§ INPUT RECORDS:
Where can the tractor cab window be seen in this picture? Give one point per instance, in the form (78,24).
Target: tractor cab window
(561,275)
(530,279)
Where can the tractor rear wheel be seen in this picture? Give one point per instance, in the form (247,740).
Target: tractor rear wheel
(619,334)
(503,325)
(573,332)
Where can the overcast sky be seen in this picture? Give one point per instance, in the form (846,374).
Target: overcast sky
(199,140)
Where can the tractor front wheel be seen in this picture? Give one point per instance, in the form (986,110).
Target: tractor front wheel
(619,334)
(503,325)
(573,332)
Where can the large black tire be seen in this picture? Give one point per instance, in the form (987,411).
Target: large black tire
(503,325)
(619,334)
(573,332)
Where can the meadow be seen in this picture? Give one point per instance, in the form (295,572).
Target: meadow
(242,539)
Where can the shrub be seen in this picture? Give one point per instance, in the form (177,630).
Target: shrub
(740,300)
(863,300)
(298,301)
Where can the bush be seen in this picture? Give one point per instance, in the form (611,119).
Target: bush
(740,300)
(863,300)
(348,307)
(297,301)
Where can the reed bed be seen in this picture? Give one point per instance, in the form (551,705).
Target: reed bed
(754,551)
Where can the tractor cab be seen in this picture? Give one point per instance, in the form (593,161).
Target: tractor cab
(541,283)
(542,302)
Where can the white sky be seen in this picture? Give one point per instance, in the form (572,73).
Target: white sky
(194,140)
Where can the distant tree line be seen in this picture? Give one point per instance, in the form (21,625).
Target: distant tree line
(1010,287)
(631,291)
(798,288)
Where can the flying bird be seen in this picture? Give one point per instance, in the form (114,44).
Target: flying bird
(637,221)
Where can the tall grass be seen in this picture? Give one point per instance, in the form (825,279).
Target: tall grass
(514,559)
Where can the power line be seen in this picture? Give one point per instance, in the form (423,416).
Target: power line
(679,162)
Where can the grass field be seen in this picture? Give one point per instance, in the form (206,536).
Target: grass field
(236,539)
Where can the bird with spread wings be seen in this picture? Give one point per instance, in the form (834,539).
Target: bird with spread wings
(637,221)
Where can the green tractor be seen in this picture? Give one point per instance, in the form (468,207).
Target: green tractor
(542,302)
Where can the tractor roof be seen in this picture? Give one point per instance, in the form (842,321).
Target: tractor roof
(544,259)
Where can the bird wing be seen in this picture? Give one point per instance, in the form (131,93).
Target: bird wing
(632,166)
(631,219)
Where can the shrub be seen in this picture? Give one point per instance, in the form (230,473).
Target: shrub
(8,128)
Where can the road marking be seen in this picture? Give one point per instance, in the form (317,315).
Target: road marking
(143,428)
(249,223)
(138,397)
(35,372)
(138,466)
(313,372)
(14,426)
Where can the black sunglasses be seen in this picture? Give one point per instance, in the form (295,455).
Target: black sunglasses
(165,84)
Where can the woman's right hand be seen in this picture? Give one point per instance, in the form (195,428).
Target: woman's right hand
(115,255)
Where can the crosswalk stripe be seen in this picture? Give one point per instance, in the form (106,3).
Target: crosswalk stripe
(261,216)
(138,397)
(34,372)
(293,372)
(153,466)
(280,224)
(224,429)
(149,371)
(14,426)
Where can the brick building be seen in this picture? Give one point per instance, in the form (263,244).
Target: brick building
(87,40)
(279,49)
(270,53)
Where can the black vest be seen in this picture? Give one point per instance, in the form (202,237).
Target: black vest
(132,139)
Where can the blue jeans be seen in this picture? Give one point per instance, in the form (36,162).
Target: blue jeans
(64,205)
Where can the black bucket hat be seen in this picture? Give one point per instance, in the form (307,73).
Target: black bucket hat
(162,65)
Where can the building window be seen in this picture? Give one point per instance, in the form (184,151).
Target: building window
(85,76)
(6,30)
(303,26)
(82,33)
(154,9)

§ GOAL:
Render every line of the material above as a JSON array of strings, one string per line, and leave out any blank lines.

§ THE RESPONSE:
[
  "Where can the tractor cab window be seen in this picture? Give one point per instance, in the form (78,24).",
  "Target: tractor cab window",
  "(561,275)",
  "(530,279)",
  "Where can the tractor rear wheel be seen in this picture? Give one point per instance, in the form (247,740).",
  "Target: tractor rear wheel",
  "(619,334)",
  "(503,325)",
  "(573,332)",
  "Where can the overcast sky be seen in this picture? Give one point per instance, in the form (846,374).",
  "Target: overcast sky",
  "(199,140)",
  "Where can the tractor front wheel be seen in this picture? Give one point per instance, in the form (986,110).",
  "Target: tractor front wheel",
  "(619,334)",
  "(503,325)",
  "(573,332)",
  "Where can the large black tire be seen in this picture? Give one point per instance, in the form (987,411).",
  "Target: large black tire",
  "(503,325)",
  "(619,334)",
  "(573,332)",
  "Where can the meadow be seen in this picture? Give one point per instance, in the form (295,572).",
  "Target: meadow",
  "(242,539)",
  "Where can the shrub be seen in this picture? Give one point per instance, in the form (177,630).",
  "Target: shrub",
  "(740,300)",
  "(863,300)",
  "(298,301)",
  "Where can the bush be seen in this picture? Give one point per instance, in the form (611,119).",
  "Target: bush",
  "(740,300)",
  "(863,300)",
  "(348,307)",
  "(297,301)",
  "Where can the reed bed be seen in this picture? Give one point per instance, in the form (551,705).",
  "Target: reed bed",
  "(754,551)",
  "Where can the tractor cab be seen in this picture? Give one point per instance, in the form (593,161).",
  "Target: tractor cab",
  "(541,283)",
  "(542,302)",
  "Where can the white sky be seen in this picture? Give one point per instance, in the form (572,73).",
  "Target: white sky",
  "(194,140)",
  "Where can the distant tree line be seen in this picture? Give one point per instance, in the form (21,625).",
  "Target: distant tree line",
  "(1010,287)",
  "(631,291)",
  "(798,288)",
  "Where can the flying bird be seen in this picture? Give one point per instance, in the form (114,44).",
  "Target: flying bird",
  "(637,221)",
  "Where can the tall grass be seen in this picture? Give one point per instance, in the form (825,279).",
  "Target: tall grass",
  "(514,559)",
  "Where can the power line be seen in this picture? Give one point per instance, in the form (423,416).",
  "Target: power line",
  "(679,162)",
  "Where can the grass field be seen in this picture? Give one point per instance, in the form (206,536).",
  "Target: grass field",
  "(236,539)",
  "Where can the bird with spread wings be seen in this picture? Give one point per instance, in the form (834,539).",
  "Target: bird with spread wings",
  "(637,221)",
  "Where can the green tractor be seen in this picture? Give one point per instance, in the form (468,207).",
  "Target: green tractor",
  "(542,302)",
  "Where can the tractor roof be seen in this picture? Give one point per instance, in the form (842,321).",
  "Target: tractor roof",
  "(544,259)",
  "Where can the bird wing be seen in this picture? Give one point per instance, in the form (131,93).",
  "Target: bird wing",
  "(632,166)",
  "(631,219)",
  "Where can the shrub be seen in this picture? Give one point per instance, in the form (230,473).",
  "Target: shrub",
  "(8,128)",
  "Where can the road marking be seen in this picture? Give one point per instance, in the form (317,315).",
  "Target: road marking",
  "(143,428)",
  "(249,223)",
  "(138,397)",
  "(35,372)",
  "(138,466)",
  "(313,372)",
  "(14,426)",
  "Where can the black sunglasses be seen in this picture? Give one point per instance, in the form (295,455).",
  "Target: black sunglasses",
  "(165,84)",
  "Where can the woman's right hand be seen in this picture? Give one point per instance, in the form (195,428).",
  "Target: woman's right hand",
  "(115,255)",
  "Where can the crosswalk stripe be seen in this picture? Give one point per instance, in the form (106,3).",
  "Target: crosswalk stripe",
  "(261,216)",
  "(138,397)",
  "(34,372)",
  "(293,372)",
  "(153,466)",
  "(280,224)",
  "(224,429)",
  "(149,371)",
  "(14,426)",
  "Where can the brick building be seen in this picture? Give one point per instance, in the form (263,244).",
  "Target: brick building",
  "(87,40)",
  "(279,49)",
  "(270,53)",
  "Where can the black vest be seen in this picture? Give one point per instance, in the form (202,237).",
  "Target: black vest",
  "(132,139)",
  "Where can the blue jeans be seen in this picture? Give one point per instance, in the form (36,162).",
  "Target: blue jeans",
  "(64,205)",
  "Where can the black bucket hat be seen in this picture? Give one point per instance, in the form (307,73).",
  "Target: black bucket hat",
  "(162,65)",
  "Where can the building window be seen in this picture? Give one point per instance, in the form (184,151).",
  "Target: building window",
  "(85,76)",
  "(6,30)",
  "(303,26)",
  "(82,33)",
  "(154,9)"
]